Aim of the exercise ▸
Write out the records word for word, beginning with the line that contains "For every instance of the cabinet door, the" and continuing through the last line of the records.

Rows ▸

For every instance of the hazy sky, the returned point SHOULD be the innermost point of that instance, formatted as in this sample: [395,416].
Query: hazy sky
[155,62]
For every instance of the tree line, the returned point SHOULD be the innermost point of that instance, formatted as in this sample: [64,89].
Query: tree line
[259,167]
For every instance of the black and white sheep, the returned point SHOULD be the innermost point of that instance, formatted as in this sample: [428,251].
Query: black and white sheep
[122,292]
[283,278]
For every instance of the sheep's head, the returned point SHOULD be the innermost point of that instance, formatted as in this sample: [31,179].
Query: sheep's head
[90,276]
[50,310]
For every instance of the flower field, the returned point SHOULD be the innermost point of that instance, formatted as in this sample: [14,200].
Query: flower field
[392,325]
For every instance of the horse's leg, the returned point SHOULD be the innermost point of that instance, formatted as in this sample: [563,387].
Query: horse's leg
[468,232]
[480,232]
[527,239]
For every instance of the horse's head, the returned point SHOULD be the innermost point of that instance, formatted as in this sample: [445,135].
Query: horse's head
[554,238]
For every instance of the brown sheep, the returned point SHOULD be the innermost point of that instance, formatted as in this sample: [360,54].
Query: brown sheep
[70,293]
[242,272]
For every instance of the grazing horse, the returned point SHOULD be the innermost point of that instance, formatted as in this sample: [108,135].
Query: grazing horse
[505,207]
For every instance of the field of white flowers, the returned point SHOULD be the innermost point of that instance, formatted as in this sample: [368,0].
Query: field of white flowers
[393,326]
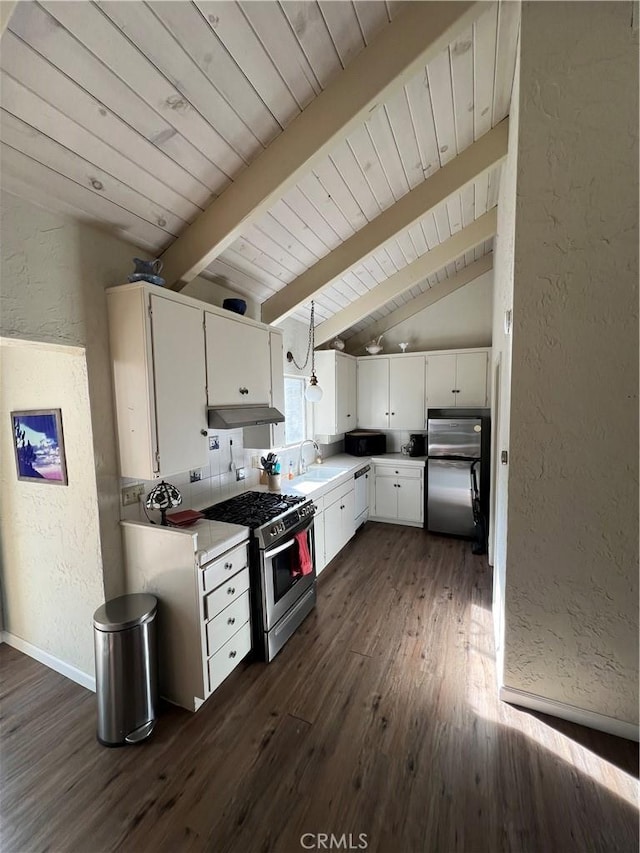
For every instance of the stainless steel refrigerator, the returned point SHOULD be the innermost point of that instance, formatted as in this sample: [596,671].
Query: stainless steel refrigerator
[454,448]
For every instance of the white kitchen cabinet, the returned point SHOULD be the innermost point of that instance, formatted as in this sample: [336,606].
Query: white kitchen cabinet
[373,393]
[339,524]
[391,392]
[406,393]
[456,379]
[399,494]
[203,610]
[319,533]
[277,386]
[238,362]
[157,352]
[336,412]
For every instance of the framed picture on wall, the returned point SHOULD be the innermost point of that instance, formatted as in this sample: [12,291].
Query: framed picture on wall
[39,446]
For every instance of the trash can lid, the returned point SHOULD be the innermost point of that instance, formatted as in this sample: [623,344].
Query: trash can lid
[126,611]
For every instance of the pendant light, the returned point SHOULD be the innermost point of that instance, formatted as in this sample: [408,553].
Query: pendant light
[313,391]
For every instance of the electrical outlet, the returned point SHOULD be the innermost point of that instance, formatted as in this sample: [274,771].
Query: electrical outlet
[132,494]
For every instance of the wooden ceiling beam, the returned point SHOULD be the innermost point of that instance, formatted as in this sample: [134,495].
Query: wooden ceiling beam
[474,161]
[430,297]
[482,229]
[401,49]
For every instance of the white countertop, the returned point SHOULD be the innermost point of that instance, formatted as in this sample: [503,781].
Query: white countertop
[210,538]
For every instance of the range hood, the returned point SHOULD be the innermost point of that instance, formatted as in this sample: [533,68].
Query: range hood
[233,417]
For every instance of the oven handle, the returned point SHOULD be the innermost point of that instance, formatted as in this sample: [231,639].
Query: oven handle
[278,550]
[305,527]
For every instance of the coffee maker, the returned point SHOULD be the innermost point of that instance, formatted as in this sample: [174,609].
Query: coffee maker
[416,445]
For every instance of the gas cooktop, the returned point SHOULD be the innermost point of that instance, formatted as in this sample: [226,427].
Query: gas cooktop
[253,509]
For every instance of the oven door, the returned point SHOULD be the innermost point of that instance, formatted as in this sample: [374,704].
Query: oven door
[280,588]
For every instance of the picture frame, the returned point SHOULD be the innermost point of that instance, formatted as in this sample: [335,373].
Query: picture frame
[38,443]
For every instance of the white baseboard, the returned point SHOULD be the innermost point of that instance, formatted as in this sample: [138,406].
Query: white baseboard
[593,720]
[49,660]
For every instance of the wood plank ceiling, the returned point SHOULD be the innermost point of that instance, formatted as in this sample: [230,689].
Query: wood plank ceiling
[137,115]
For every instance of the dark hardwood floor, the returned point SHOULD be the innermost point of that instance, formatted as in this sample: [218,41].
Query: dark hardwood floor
[379,717]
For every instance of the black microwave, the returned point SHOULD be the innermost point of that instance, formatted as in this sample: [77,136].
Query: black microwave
[364,442]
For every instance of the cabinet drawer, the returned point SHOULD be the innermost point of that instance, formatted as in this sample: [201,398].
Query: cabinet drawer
[226,593]
[408,471]
[221,570]
[338,493]
[226,623]
[229,656]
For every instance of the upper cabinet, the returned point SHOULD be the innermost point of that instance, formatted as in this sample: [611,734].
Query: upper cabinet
[456,379]
[391,392]
[406,393]
[172,357]
[238,362]
[336,412]
[157,349]
[373,393]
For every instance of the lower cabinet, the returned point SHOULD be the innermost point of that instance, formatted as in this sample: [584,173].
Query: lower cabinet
[318,532]
[204,627]
[338,520]
[399,494]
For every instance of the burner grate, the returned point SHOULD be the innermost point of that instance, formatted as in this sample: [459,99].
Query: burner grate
[252,509]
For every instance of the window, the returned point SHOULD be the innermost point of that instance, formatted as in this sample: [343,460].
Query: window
[295,410]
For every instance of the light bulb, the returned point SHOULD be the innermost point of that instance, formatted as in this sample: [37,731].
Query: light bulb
[313,393]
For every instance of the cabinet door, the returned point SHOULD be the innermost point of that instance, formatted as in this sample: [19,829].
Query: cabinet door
[441,380]
[277,387]
[386,497]
[406,393]
[348,519]
[471,379]
[238,362]
[346,394]
[318,531]
[373,393]
[179,379]
[332,530]
[410,502]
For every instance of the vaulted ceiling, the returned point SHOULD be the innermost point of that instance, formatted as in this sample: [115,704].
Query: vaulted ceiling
[348,152]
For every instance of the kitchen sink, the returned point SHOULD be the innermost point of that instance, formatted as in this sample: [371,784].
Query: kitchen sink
[320,474]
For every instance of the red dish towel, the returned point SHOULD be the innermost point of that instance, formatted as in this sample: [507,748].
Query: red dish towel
[303,565]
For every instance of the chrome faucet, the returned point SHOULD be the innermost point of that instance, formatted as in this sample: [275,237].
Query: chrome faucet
[302,465]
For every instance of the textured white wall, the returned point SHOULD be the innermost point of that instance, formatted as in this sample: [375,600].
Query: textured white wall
[461,319]
[571,619]
[52,563]
[504,249]
[54,272]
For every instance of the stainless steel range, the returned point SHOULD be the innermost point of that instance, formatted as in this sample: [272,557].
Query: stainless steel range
[281,595]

The output ▸
For every instance of the cabinet door, the returned point SHOULD be the innermost point of that instance, formatted as in this sample: [19,829].
Query: cabinet door
[441,380]
[277,387]
[386,497]
[406,393]
[348,519]
[471,379]
[238,362]
[346,394]
[318,531]
[373,393]
[179,379]
[332,530]
[410,502]
For every instance of the vaulted ceiling, the returned point SHOULD be the innermost point of that instance, formatted as in this sample: [115,704].
Query: vaulted ceiling
[348,152]
For every instance of the kitchen sink, the returned point SHOULD be the innermost point of that instance, formatted as in this sample: [371,784].
Query: kitchen sink
[320,474]
For every instance of the red dish towel, the returned point SHOULD be the innermost point of that instance, formatted as in this sample: [507,748].
Query: red dish towel
[303,565]
For every instance of the chrome faucet, the returned point SHOULD be the innermost point of that instance, formatted as in this sample: [275,237].
Query: chrome faucet
[302,465]
For every instance of the textured white wall, the returned point SHOULD be the innermost point of that instance, formatted as in this sample: [375,600].
Query: textured white wall
[461,319]
[571,619]
[52,563]
[504,249]
[54,272]
For every instance of the stainless steel range, the returned point SHOULD be the innermost point of that instance, formatted as in this sample: [272,557].
Query: stainless steel range
[281,595]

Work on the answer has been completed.